Information provided:
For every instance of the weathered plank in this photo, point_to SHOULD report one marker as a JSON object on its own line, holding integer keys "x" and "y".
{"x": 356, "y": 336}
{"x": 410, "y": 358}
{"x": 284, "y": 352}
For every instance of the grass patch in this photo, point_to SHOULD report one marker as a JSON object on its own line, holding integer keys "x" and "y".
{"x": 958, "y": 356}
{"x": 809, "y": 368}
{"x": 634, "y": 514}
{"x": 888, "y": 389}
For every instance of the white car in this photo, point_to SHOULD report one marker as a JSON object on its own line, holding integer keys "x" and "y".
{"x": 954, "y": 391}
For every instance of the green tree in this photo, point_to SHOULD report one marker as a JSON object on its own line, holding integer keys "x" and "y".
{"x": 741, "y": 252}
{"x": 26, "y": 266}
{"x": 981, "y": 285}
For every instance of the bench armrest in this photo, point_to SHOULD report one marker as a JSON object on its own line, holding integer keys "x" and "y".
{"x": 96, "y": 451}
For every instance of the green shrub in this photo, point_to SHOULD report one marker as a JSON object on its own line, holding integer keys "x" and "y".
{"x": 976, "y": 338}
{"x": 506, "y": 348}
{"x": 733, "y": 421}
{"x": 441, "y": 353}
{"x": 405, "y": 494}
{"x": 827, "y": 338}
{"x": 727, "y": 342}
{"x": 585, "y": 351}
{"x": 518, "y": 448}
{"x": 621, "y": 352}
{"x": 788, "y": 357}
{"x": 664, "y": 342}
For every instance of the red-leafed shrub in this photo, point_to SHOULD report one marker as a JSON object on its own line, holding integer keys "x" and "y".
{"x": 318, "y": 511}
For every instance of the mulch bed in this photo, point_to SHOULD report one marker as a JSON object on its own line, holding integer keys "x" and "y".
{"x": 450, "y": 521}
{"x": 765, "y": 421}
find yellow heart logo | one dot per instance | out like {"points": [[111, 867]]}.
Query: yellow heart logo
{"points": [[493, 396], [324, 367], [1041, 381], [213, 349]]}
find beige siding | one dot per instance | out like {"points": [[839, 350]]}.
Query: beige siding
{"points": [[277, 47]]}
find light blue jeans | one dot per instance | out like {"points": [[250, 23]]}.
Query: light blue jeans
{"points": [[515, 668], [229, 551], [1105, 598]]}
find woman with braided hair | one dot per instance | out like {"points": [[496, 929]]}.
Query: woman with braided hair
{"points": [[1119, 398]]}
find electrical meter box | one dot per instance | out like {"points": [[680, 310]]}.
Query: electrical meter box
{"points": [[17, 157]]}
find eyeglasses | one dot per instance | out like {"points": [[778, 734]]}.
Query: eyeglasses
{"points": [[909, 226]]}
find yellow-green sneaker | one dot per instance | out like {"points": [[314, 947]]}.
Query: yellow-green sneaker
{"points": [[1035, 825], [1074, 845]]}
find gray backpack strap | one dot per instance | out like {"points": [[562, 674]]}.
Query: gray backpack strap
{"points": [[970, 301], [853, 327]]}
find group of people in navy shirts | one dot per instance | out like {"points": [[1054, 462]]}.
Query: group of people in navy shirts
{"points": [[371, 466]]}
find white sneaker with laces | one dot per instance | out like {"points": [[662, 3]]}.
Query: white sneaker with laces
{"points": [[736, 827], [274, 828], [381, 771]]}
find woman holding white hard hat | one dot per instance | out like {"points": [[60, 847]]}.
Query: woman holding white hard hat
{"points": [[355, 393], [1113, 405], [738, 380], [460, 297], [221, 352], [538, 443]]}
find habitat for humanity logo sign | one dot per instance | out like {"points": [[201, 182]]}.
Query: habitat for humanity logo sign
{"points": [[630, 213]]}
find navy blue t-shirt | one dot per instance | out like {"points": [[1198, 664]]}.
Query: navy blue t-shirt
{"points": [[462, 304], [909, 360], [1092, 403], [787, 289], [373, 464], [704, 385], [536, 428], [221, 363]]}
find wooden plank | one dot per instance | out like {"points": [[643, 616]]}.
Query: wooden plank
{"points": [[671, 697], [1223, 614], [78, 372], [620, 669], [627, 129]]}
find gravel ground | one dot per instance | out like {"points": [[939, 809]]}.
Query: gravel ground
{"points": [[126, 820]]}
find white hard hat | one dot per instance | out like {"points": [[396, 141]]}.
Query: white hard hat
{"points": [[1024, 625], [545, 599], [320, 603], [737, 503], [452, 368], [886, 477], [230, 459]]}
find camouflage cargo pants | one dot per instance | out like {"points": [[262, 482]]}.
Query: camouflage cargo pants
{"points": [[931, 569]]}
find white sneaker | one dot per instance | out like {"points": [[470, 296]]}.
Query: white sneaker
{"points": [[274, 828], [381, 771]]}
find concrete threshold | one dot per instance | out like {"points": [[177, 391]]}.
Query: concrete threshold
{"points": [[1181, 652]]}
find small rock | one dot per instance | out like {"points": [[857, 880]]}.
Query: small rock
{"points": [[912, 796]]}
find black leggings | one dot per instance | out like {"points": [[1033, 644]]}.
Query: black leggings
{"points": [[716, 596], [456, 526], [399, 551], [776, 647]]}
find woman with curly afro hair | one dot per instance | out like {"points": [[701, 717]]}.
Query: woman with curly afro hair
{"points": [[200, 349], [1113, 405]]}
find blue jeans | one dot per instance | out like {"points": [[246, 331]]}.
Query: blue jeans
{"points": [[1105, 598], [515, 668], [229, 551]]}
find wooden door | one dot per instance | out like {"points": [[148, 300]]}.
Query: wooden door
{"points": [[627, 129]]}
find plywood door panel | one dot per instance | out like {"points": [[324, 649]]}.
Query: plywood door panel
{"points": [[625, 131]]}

What to produce:
Could you transcribe every record above exactly as it appears?

Task output:
For every instance of the weathered plank in this photo, point_to SHOULD report one marker as a JSON object on its own line, holding integer keys "x" and "y".
{"x": 356, "y": 336}
{"x": 410, "y": 358}
{"x": 284, "y": 352}
For every instance of the grass patch in this photo, point_to SHOULD report one marker as a JSON object on its own line, holding integer keys "x" and "y".
{"x": 958, "y": 356}
{"x": 809, "y": 368}
{"x": 634, "y": 514}
{"x": 888, "y": 389}
For every instance of the white car in this photo, point_to SHOULD report one marker as a JSON object on its own line, holding integer keys "x" and "y".
{"x": 954, "y": 391}
For every instance of the green tree in this photo, point_to SHOULD report one marker as a JSON object on its own line, holding integer keys "x" and "y".
{"x": 741, "y": 252}
{"x": 26, "y": 266}
{"x": 981, "y": 285}
For every instance of the bench armrest in this photo, point_to SHOULD report one marker as a JSON object on its own line, holding integer keys "x" and "y".
{"x": 96, "y": 451}
For every instance of the green shrub in this photo, point_to SHOULD report one marker as a JSON object on its own line, holding integer keys "x" and "y".
{"x": 976, "y": 338}
{"x": 506, "y": 348}
{"x": 733, "y": 421}
{"x": 441, "y": 353}
{"x": 405, "y": 494}
{"x": 827, "y": 338}
{"x": 727, "y": 342}
{"x": 585, "y": 351}
{"x": 518, "y": 448}
{"x": 621, "y": 352}
{"x": 788, "y": 357}
{"x": 664, "y": 342}
For every instance of the red-leafed shrub in this photo, point_to SHOULD report one marker as a JSON object on its own line, holding integer keys "x" and "y".
{"x": 318, "y": 511}
For every instance of the mulch bed in this photo, point_to SHOULD report one marker as a JSON object on its own line, holding integer keys "x" and "y".
{"x": 450, "y": 521}
{"x": 765, "y": 421}
find yellow heart logo | one dot per instance | out like {"points": [[111, 867]]}.
Query: yellow heart logo
{"points": [[493, 396], [324, 367], [1041, 381], [213, 349]]}
find beige siding | one dot per instance | out like {"points": [[839, 350]]}.
Query: beige siding
{"points": [[277, 47]]}
find light blue jeans | one dot per instance | out like {"points": [[250, 23]]}.
Query: light blue jeans
{"points": [[515, 668], [229, 551], [1105, 598]]}
find woman with braided hair | one dot per instance | out like {"points": [[496, 929]]}.
Query: woman with braided hair
{"points": [[1119, 398]]}
find electrical meter box | one dot per instance | out like {"points": [[680, 310]]}.
Query: electrical meter box
{"points": [[17, 157]]}
find eyeglasses | one dot per instance | out like {"points": [[778, 734]]}.
Query: eyeglasses
{"points": [[909, 226]]}
find yellow-green sneaker | one dot per instance | out like {"points": [[314, 947]]}.
Query: yellow-green sneaker
{"points": [[1035, 825], [1074, 845]]}
find gray backpack strap | one dot per instance | out like {"points": [[562, 674]]}.
Query: gray backpack strap
{"points": [[970, 301], [853, 327]]}
find group of people in navy shirts | one dot per instance | out like {"points": [[1054, 462]]}.
Query: group of people in navy shirts
{"points": [[371, 466]]}
find white sneaker with laces | one dot per instance | out like {"points": [[662, 3]]}.
Query: white sneaker with laces
{"points": [[736, 827], [274, 828], [381, 771]]}
find woman holding white hard hat | one dot per instance | out like {"points": [[60, 847]]}.
Query: woman holding white hard hat
{"points": [[355, 393], [1113, 405], [738, 380], [460, 297], [221, 352], [538, 443]]}
find habitat for humanity logo sign | one dot per instance | out like {"points": [[201, 182]]}.
Query: habitat for humanity logo sign
{"points": [[630, 213]]}
find navy blue t-shirt | one dot per instance | out like {"points": [[1198, 664]]}.
Query: navy blue t-shirt
{"points": [[462, 304], [909, 360], [1092, 403], [787, 289], [373, 464], [704, 385], [536, 428], [221, 363]]}
find wooden plank | one dot per instance | out like {"points": [[643, 616]]}.
Query: wooden plank
{"points": [[671, 697], [1223, 614], [78, 372], [620, 669], [627, 129]]}
find gravel ground | one dot per instance | out like {"points": [[939, 809]]}.
Query: gravel ground
{"points": [[126, 820]]}
find white hard hat | one dot per instance | out like {"points": [[396, 141]]}.
Query: white hard hat
{"points": [[1024, 625], [545, 599], [320, 603], [737, 503], [452, 368], [886, 477], [230, 459]]}
find camouflage cargo pants | one dot per instance | out like {"points": [[262, 482]]}.
Query: camouflage cargo pants
{"points": [[931, 569]]}
find white sneaker | one dot per instance | out like {"points": [[470, 296]]}.
Query: white sneaker
{"points": [[274, 828], [381, 771]]}
find concrete threshold | one dot per instance | out like {"points": [[177, 391]]}.
Query: concrete threshold
{"points": [[1181, 652]]}
find small rock | one dot per instance | out like {"points": [[857, 880]]}.
Query: small rock
{"points": [[912, 796]]}
find black leggings | one dot per instance | out like {"points": [[1033, 644]]}.
Query: black leggings
{"points": [[716, 596], [456, 526], [399, 551], [776, 647]]}
find woman with curly afro hair | one dot per instance | out like {"points": [[701, 717]]}.
Query: woman with curly afro hair
{"points": [[200, 349], [1113, 405]]}
find blue jeans | one dot per instance | out like {"points": [[246, 331]]}.
Query: blue jeans
{"points": [[1105, 598], [515, 668], [229, 551]]}
find wooden door | one dot per instance | out like {"points": [[148, 300]]}.
Query: wooden door
{"points": [[627, 129]]}
find plywood door panel | one dot per instance | out like {"points": [[324, 649]]}.
Query: plywood door panel
{"points": [[625, 131]]}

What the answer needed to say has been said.